# Requirement:
Answer these questions about the paper on finding errors in semantically tagged dialogues:
1. How many human-computer dialogues did the authors examine?
2. What did the authors aim for their annotation scheme to calculate automatically?
3. When did the DARPA Communicator program conduct the data collection?

# Text to read:

============================================================

Finding Errors Automatically in
Semantically Tagged Dialogues
John Aberdeen, Christine Doran, Laurie Damianos,
Samuel Bayer and Lynette Hirschman
The MITRE Corporation
202 Burlington Road
Bedford, MA 01730 USA
+1.781.271.2000
{aberdeen,cdoran,laurie,sam,lynette}@mitre.org
ABSTRACT
We describe a novel method for detecting errors in task-based
human-computer (HC) dialogues by automatically deriving
them from semantic tags. We examined 27 HC dialogues from
the DARPA Communicator air travel domain, comparing user
inputs to system responses to look for slot value
discrepancies, both automatically and manually. For the
automatic method, we labeled the dialogues with semantic tags
corresponding to "slots" that would be filled in "frames" in
the course of the travel task. We then applied an automatic
algorithm to detect errors in the dialogues. The same dialogues
were also manually tagged (by a different annotator) to label
errors directly. An analysis of the results of the two tagging
methods indicates that it may be possible to detect errors
automatically in this way, but our method needs further work
to reduce the number of false errors detected. Finally, we
present a discussion of the differing results from the two
tagging methods.
Keywords
Dialogue, Error detection, DARPA Communicator.
1. INTRODUCTION
In studying the contrasts between human-computer (HC) and
human-human (HH) dialogues [1] it is clear that many HC
dialogues are plagued by disruptive errors that are rarely seen
in HH dialogues. A comparison of HC and HH dialogues may
help us understand such errors. Conversely, the ability to
detect errors in dialogues is critical to understanding the
differences between HC and HH communication.
Understanding HC errors is also crucial to improving HC
interaction, making it more robust, trustworthy and efficient.
The goal of the work described in this paper is to provide an
annotation scheme that allows automatic calculation of
misunderstandings and repairs, based on semantic information
presented at each turn. If we represent a dialogue as a sequence
of pairs of partially-filled semantic frames (one for the user’s
utterances, and one for the user’s view of the system state), we
can annotate the accumulation and revision of information in
the paired frames.  We hypothesized that, with such a
representation, it would be straightforward to detect when the
two views of the dialogue differ (a misunderstanding), where
the difference originated (source of error), and when the two
views reconverge (correction). This would be beneficial
because semantic annotation often is used for independent rea-
sons, such as measurements of concepts per turn [8],
information bit rate [9], and currently active concepts [10].
Given this, if our hypothesis is correct, then by viewing
semantic annotation as a representation of filling slots in user
and system frames, it should be possible to detect errors
automatically with little or no additional annotation.
2. SEMANTIC TAGGING
We tagged 27 dialogues from 4 different systems that
participated in a data collection conducted by the DARPA
Communicator  program in the summer of 2000. These are
dialogues between paid subjects and spoken language
dialogue systems operating in the air travel domain. Each
dialogue was labeled with semantic tags by one annotator. We
focused on just the surface information available in the
dialogues, to minimize inferences made by the annotator.

============================================================

(Location annotation dataset excerpts)
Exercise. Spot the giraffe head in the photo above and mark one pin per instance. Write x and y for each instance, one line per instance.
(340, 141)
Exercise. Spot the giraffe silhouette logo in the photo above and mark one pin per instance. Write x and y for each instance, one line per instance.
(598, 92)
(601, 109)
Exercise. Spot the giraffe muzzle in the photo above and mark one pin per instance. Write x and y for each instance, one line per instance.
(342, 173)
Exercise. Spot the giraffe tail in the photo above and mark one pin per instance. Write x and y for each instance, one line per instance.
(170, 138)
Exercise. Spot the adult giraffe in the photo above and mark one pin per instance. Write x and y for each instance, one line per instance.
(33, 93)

============================================================

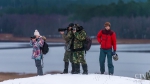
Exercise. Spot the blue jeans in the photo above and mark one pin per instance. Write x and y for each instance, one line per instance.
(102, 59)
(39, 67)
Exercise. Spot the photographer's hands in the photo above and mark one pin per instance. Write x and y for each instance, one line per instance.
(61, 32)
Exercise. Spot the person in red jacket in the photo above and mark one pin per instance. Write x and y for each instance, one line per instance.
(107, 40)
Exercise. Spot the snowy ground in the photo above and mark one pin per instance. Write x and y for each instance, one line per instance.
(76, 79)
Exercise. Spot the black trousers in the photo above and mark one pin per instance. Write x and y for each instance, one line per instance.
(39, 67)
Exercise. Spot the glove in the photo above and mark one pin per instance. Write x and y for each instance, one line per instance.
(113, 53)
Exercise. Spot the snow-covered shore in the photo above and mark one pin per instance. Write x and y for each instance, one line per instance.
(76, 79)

============================================================

# Result of the task:
1. The authors examined 27 human-computer dialogues.
2. The scheme aims to calculate misunderstandings and repairs automatically, based on the semantic information presented at each turn.
3. The data collection took place in the summer of 2000.